═════ Material

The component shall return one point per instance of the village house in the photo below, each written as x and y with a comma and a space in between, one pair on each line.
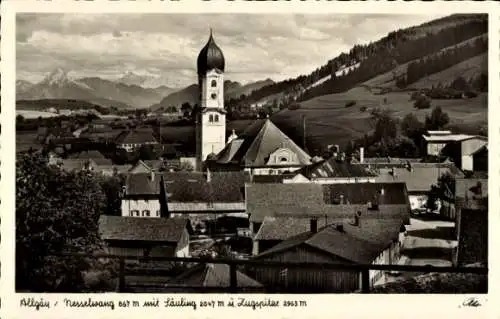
471, 223
71, 165
141, 195
357, 242
326, 201
111, 170
148, 237
459, 147
419, 177
215, 277
204, 196
146, 166
61, 136
134, 139
262, 149
480, 159
463, 152
335, 169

══════════

Exercise requirements: Reproduce the material word for word. Any pictures should be left out of the copy.

Worked solution:
The component shall return one point per instance of the village house in the photo below, each written as x and y with a comma and a space in between, one pair on each line.
471, 223
71, 165
141, 195
357, 242
326, 201
111, 170
148, 237
459, 147
419, 177
215, 277
204, 196
146, 166
61, 136
134, 139
262, 149
480, 159
463, 152
335, 169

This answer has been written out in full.